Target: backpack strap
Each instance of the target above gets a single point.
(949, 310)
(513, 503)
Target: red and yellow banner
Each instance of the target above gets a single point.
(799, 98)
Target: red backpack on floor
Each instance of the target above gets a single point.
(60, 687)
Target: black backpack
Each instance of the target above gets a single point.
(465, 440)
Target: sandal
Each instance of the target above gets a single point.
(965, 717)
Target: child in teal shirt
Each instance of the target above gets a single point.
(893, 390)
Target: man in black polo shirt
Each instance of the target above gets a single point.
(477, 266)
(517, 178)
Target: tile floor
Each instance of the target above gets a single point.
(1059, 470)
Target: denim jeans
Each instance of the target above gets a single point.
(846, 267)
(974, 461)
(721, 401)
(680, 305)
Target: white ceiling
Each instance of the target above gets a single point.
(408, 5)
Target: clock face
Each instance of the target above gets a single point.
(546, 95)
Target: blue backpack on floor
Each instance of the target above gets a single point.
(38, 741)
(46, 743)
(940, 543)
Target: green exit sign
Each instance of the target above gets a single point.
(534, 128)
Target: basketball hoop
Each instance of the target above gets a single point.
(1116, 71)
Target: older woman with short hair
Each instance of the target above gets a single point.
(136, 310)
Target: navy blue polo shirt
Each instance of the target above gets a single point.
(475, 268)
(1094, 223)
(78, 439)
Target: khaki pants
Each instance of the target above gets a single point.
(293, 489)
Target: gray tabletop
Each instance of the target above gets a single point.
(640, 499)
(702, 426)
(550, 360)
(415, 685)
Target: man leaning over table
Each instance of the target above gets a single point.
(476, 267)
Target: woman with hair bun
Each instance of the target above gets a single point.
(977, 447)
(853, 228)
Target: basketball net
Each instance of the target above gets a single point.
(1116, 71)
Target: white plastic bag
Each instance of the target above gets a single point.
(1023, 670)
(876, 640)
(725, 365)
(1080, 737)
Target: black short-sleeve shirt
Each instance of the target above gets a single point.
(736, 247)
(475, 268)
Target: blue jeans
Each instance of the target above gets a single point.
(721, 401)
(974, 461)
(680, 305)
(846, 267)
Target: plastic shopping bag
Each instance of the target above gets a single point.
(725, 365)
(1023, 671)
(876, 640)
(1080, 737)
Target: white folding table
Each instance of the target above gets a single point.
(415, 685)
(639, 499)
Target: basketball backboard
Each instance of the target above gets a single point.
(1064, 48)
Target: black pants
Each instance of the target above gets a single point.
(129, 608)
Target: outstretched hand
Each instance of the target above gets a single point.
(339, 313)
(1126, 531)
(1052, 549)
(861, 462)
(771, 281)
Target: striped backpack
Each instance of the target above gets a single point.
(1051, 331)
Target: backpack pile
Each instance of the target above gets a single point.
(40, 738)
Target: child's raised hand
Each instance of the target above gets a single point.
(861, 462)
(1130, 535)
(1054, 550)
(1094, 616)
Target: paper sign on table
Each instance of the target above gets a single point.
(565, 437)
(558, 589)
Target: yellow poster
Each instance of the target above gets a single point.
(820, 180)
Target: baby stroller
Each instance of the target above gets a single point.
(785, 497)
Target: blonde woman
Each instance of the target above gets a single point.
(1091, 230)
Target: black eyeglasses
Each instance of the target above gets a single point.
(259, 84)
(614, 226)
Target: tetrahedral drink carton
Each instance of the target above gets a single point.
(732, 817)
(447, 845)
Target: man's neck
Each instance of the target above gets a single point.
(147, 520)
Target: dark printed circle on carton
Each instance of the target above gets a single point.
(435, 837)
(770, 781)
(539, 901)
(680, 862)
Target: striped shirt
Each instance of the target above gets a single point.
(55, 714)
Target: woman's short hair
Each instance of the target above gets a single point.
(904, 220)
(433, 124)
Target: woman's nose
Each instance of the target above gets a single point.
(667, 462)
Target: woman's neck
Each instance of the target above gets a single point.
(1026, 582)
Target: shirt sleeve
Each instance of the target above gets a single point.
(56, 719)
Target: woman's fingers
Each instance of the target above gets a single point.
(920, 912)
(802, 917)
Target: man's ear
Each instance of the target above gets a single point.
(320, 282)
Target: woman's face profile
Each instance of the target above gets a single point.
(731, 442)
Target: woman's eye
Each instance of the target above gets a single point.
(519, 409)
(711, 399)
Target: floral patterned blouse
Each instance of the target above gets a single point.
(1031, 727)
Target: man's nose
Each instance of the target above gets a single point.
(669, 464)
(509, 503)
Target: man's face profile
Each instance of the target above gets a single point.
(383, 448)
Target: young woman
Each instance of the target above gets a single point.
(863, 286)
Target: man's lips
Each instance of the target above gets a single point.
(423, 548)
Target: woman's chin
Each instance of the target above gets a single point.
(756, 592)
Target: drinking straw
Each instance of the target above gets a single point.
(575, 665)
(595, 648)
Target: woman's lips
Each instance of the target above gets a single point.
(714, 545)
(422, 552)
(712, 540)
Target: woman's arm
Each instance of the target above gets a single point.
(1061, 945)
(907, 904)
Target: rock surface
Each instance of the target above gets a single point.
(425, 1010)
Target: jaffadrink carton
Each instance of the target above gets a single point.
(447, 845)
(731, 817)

Goal: Copy the data word for word, from the line with "Target: young woman" up to and including the last line of the data.

Result of the exercise:
Target: young woman
Each instance of the target above gets a single point.
(863, 286)
Target: man's lips
Each instance of the target above gets a single point.
(423, 548)
Target: woman's chin
Each instance of the target above gets a single point.
(756, 592)
Target: drinking straw
Each instance of the target above gets a single point.
(575, 665)
(595, 648)
Target: woman's lips
Each instance of the target above gets a single point.
(714, 545)
(422, 552)
(712, 540)
Target: woman's arm
Each instance of the target above gets a single point.
(1061, 945)
(907, 904)
Target: rock surface
Each instance of the target above gets a single point.
(425, 1010)
Target: jaffadrink carton
Each instance of the target above gets a single point.
(447, 845)
(731, 817)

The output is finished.